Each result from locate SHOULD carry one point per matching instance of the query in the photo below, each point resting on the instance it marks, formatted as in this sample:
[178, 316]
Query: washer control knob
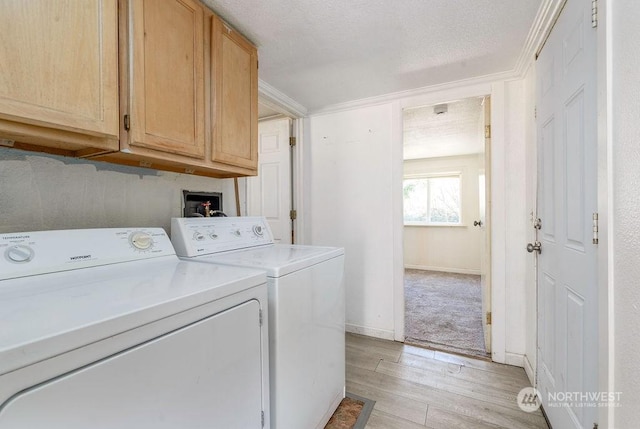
[141, 240]
[19, 253]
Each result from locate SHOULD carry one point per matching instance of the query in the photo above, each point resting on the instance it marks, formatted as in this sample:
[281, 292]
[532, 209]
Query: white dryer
[107, 328]
[306, 311]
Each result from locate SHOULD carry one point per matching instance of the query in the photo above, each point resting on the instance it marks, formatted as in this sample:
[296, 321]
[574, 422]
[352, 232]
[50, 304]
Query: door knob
[537, 246]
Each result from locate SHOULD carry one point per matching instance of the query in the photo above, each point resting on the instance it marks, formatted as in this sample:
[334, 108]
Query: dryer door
[207, 374]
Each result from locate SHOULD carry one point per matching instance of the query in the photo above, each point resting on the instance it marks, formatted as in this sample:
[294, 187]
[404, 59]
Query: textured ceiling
[457, 132]
[323, 52]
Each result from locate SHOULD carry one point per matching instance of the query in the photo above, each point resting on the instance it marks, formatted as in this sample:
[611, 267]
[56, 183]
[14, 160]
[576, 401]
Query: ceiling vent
[439, 109]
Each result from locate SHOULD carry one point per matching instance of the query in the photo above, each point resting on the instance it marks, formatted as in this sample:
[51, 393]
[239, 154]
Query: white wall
[43, 192]
[625, 227]
[447, 248]
[349, 204]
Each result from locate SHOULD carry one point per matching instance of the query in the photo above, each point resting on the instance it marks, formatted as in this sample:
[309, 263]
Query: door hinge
[537, 224]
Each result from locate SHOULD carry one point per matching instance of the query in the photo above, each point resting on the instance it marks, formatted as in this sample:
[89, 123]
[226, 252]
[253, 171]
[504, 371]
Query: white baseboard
[443, 269]
[528, 368]
[514, 359]
[370, 332]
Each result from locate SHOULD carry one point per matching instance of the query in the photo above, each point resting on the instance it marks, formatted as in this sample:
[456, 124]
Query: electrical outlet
[192, 202]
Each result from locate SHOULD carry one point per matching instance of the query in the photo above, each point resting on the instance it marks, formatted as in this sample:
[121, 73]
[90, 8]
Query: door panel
[269, 194]
[168, 76]
[235, 95]
[485, 217]
[567, 295]
[60, 64]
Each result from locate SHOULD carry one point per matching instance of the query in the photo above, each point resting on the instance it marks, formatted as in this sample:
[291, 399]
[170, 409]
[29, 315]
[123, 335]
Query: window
[432, 200]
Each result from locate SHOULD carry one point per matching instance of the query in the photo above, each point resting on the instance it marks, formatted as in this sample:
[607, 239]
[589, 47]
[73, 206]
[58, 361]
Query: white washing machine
[306, 311]
[107, 328]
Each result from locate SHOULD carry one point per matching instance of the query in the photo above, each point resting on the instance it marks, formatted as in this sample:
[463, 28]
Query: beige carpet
[444, 311]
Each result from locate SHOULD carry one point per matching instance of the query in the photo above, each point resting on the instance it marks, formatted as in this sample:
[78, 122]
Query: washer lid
[278, 259]
[45, 315]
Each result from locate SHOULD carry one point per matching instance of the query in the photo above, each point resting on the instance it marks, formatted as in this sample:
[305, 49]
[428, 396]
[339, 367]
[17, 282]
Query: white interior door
[269, 193]
[567, 198]
[484, 189]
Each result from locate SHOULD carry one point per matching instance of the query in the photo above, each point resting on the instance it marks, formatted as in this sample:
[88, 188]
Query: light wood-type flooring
[416, 388]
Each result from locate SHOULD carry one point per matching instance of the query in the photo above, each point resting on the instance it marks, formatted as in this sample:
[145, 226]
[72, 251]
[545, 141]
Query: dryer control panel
[203, 236]
[30, 253]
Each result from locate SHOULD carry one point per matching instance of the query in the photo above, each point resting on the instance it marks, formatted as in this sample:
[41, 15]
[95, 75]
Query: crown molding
[416, 92]
[280, 102]
[543, 23]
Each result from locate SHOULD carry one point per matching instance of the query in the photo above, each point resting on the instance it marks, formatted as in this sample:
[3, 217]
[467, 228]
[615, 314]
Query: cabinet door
[59, 66]
[235, 85]
[167, 83]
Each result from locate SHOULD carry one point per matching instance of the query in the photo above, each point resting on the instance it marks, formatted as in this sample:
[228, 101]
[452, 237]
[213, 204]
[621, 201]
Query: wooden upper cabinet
[59, 75]
[234, 117]
[165, 94]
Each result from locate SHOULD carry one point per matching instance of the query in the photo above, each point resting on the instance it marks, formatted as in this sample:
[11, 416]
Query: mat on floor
[352, 413]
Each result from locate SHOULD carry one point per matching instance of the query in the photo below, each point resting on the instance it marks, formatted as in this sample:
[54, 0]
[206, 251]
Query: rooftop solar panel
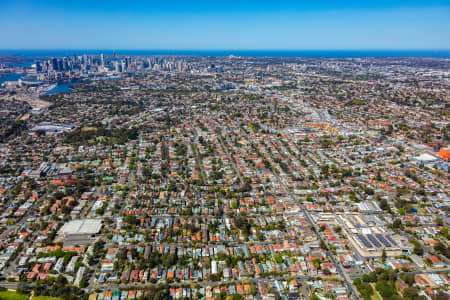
[364, 241]
[381, 238]
[391, 240]
[374, 240]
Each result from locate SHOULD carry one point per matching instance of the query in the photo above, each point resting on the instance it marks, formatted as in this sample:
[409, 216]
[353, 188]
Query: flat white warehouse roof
[86, 226]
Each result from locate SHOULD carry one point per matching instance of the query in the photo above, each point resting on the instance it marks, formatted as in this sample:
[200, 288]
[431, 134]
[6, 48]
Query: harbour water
[10, 77]
[61, 88]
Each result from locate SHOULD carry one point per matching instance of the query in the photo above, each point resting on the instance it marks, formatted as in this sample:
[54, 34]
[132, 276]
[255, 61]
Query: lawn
[8, 295]
[376, 295]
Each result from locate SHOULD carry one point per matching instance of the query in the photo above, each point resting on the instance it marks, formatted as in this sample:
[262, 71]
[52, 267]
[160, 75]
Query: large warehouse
[79, 232]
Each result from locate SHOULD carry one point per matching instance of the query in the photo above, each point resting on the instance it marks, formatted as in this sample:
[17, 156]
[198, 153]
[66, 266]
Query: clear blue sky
[201, 24]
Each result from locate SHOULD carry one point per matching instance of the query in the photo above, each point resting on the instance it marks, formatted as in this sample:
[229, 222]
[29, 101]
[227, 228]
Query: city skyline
[199, 25]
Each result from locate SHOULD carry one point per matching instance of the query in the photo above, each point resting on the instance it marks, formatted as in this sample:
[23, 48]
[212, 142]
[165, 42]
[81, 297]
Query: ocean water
[254, 53]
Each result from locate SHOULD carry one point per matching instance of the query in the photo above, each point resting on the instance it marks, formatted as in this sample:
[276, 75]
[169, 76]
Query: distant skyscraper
[38, 66]
[54, 64]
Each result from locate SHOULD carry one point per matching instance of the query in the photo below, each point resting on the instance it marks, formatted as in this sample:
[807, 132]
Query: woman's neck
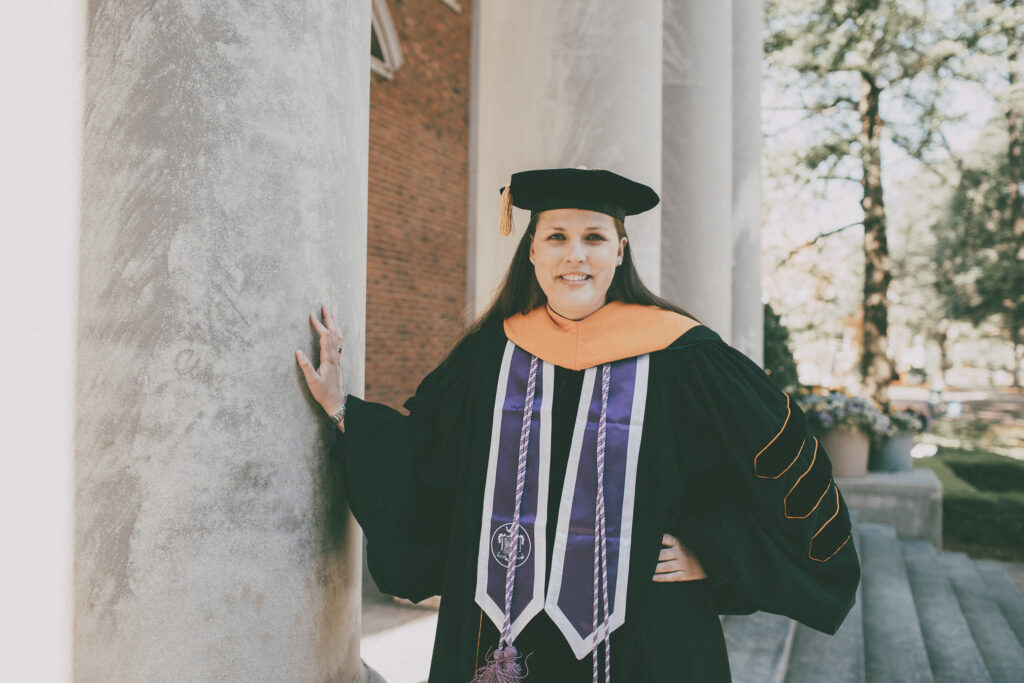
[573, 319]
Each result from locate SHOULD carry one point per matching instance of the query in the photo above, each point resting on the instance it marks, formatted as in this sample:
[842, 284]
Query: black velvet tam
[593, 189]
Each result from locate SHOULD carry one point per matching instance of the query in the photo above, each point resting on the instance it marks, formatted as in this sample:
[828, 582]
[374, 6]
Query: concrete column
[748, 312]
[696, 239]
[224, 200]
[40, 137]
[561, 83]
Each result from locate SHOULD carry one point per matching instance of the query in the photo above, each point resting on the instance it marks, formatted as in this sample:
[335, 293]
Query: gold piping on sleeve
[765, 476]
[788, 413]
[785, 501]
[827, 521]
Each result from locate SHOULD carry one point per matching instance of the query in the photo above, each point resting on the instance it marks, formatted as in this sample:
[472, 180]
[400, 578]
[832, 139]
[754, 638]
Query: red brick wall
[418, 210]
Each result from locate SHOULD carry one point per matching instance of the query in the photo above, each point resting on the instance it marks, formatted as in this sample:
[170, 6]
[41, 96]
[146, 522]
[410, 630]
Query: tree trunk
[876, 368]
[942, 339]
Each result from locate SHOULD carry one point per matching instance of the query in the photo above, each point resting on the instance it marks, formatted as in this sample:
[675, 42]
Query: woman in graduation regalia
[591, 471]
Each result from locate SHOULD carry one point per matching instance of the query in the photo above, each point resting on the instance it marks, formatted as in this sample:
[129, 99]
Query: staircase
[921, 615]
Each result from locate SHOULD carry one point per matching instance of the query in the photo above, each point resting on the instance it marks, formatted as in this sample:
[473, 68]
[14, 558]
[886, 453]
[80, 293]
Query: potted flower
[893, 452]
[845, 426]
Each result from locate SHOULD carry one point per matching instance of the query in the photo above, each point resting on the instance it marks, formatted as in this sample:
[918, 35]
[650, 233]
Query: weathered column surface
[748, 312]
[225, 164]
[562, 84]
[696, 235]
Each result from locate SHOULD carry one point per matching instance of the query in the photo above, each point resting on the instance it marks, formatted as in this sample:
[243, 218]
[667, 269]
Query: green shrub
[982, 499]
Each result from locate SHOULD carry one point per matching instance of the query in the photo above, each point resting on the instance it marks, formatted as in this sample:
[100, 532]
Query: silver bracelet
[340, 415]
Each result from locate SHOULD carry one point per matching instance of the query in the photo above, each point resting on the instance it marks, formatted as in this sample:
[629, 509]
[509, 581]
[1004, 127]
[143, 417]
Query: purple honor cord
[600, 538]
[503, 665]
[520, 480]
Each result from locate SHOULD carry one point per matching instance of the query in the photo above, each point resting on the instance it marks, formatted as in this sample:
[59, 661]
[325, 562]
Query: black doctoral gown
[726, 464]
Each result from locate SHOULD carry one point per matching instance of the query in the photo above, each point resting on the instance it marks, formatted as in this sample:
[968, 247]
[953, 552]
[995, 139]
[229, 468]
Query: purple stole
[569, 598]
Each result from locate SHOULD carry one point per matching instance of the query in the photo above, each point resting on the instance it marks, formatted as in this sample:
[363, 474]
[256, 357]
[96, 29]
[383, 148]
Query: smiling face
[574, 254]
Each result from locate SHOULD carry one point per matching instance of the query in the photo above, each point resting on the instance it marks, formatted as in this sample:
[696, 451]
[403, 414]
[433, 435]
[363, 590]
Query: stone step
[817, 656]
[759, 646]
[951, 649]
[894, 645]
[1008, 595]
[999, 648]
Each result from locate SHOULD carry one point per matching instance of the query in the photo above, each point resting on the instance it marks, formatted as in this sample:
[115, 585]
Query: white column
[559, 83]
[748, 311]
[696, 238]
[224, 200]
[41, 109]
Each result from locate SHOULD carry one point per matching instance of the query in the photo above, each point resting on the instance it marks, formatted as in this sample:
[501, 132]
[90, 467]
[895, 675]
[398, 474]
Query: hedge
[982, 499]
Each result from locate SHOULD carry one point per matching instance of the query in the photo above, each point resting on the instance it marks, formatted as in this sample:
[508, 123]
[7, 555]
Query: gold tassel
[506, 226]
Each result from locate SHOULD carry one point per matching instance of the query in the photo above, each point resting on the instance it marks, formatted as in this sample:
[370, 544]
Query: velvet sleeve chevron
[770, 526]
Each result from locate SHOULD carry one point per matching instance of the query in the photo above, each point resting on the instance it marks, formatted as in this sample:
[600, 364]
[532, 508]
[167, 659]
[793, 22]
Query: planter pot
[894, 454]
[848, 450]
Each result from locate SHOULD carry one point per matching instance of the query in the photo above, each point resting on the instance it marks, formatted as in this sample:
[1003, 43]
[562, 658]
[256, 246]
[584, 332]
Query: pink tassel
[502, 667]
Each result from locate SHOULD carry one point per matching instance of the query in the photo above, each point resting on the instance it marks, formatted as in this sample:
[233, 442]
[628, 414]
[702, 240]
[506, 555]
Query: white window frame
[387, 38]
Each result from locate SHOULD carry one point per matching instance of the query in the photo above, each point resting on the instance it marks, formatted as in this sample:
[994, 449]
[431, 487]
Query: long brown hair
[521, 293]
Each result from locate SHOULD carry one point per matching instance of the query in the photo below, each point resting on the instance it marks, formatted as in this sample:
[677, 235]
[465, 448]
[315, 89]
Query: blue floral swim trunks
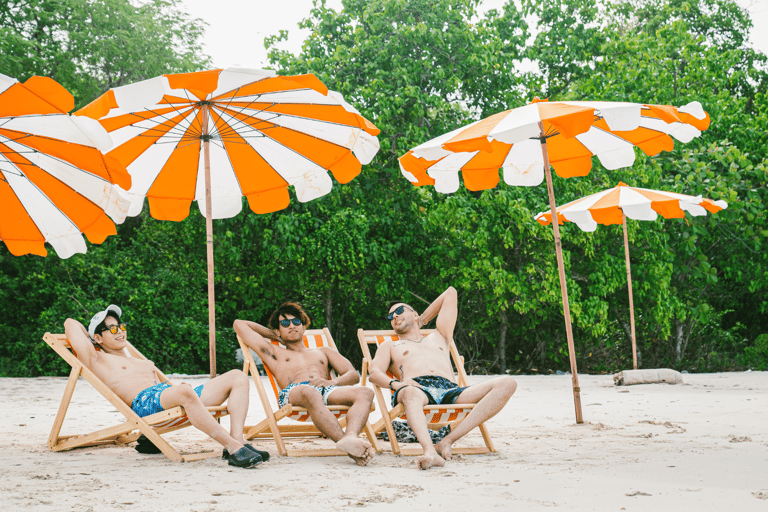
[439, 390]
[282, 398]
[148, 401]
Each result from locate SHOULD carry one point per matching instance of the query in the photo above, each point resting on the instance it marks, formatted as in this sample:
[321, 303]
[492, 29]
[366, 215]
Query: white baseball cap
[100, 316]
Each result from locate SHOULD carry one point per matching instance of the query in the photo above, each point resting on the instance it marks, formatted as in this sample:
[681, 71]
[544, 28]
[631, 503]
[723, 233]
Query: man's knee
[305, 396]
[508, 384]
[364, 393]
[238, 377]
[410, 394]
[186, 393]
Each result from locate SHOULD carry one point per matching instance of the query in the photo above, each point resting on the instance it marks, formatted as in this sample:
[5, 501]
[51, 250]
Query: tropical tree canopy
[418, 69]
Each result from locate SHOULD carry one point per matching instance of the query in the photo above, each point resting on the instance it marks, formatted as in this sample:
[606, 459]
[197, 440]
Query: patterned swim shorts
[439, 390]
[282, 398]
[148, 401]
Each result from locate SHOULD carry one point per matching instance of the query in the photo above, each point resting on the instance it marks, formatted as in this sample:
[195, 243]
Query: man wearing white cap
[137, 383]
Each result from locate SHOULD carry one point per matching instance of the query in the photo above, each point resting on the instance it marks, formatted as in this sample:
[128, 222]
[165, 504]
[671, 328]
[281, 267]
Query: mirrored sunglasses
[398, 311]
[114, 328]
[286, 323]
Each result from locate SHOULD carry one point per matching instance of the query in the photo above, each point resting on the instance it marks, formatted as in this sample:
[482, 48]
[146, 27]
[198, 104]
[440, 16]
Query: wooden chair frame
[152, 426]
[269, 427]
[437, 415]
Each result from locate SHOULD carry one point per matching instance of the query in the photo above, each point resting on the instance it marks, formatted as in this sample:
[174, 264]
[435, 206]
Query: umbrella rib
[242, 121]
[174, 128]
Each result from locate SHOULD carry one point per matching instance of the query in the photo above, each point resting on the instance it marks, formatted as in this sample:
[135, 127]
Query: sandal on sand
[244, 458]
[264, 455]
[144, 445]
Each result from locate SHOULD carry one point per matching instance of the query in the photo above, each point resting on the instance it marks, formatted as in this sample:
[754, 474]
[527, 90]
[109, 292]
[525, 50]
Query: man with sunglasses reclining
[136, 382]
[425, 376]
[304, 375]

•••

### Exercise prompt
Count the lines in the records above that contain the string "tree", matching case exactly, and give only the number.

### Complete output
2